→ **GIVEN TEXT**
════════════════════

Yukos businessman Platon Lebedev waiting as Supreme Court judges file out of the courtroom on Wednesday. Mikhail Metzel

The Supreme Court ruled Wednesday that the 2003 arrest of Yukos partner Platon Lebedev was illegal, marking the biggest victory yet for former Yukos owners in their long-running legal fight with the government.

The Supreme Court decision, which follows a similar ruling by the European Court of Human Rights in 2007, does not mean that Lebedev will be freed or that investigators will revisit his 2005 conviction on tax and fraud changes, prosecutors and his lawyers said.

But it does offer hope to Lebedev and former Yukos CEO Mikhail Khodorkovsky that Russian courts might accept future rulings by the European Court of Human Rights, including a $100 billion lawsuit against the Russian government that the court will start considering on Jan. 14.

Lebedev was jubilant about the Supreme Court’s ruling, which said his rights had been violated when a lower Russian court ordered his arrest in 2003, his lawyer Vladimir Krasnov said.

“Platon said that it was a victory,” Krasnov told The Moscow Times.

“But,” he said, “it’s hard to predict now what effect it [the ruling] will have later on.”

Lebedev, wearing his trademark dark tracksuit, arrived in the courtroom against his will, but he was broadly smiling at his defense team a few hours later.

Lebedev asked the court last Friday to postpone Wednesday’s hearing until next year and to excuse him from attending if it was held earlier. “I refuse to take part in the hearing because it is impossible to prepare for it in such a short period of time,” Lebedev said in a statement.

════════════════════

→ **WORK INSTRUCTIONS**
1 – Retype, word for word, the part of the article on Lebedev's arrest ruling that opens with the words containing "But it does" and closes with "Vladimir Krasnov said.".
2 – For each statement, answer yes or no according to the article on Lebedev's arrest ruling, and quote the deciding words: (a) The Supreme Court decision means Lebedev will be freed. (b) The European Court of Human Rights issued a similar ruling in 2007. (c) Lebedev came to the courtroom willingly.

→ **RAW DATA**

════════════════════

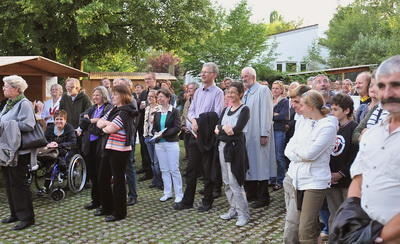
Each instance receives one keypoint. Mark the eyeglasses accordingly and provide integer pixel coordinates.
(206, 72)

════════════════════

→ **ANSWERS IN ORDER**
1 –
But it does offer hope to Lebedev and former Yukos CEO Mikhail Khodorkovsky that Russian courts might accept future rulings by the European Court of Human Rights, including a $100 billion lawsuit against the Russian government that the court will start considering on Jan. 14.

Lebedev was jubilant about the Supreme Court’s ruling, which said his rights had been violated when a lower Russian court ordered his arrest in 2003, his lawyer Vladimir Krasnov said.

2 –
(a) No: "does not mean that Lebedev will be freed"
(b) Yes: "follows a similar ruling by the European Court of Human Rights in 2007"
(c) No: "arrived in the courtroom against his will"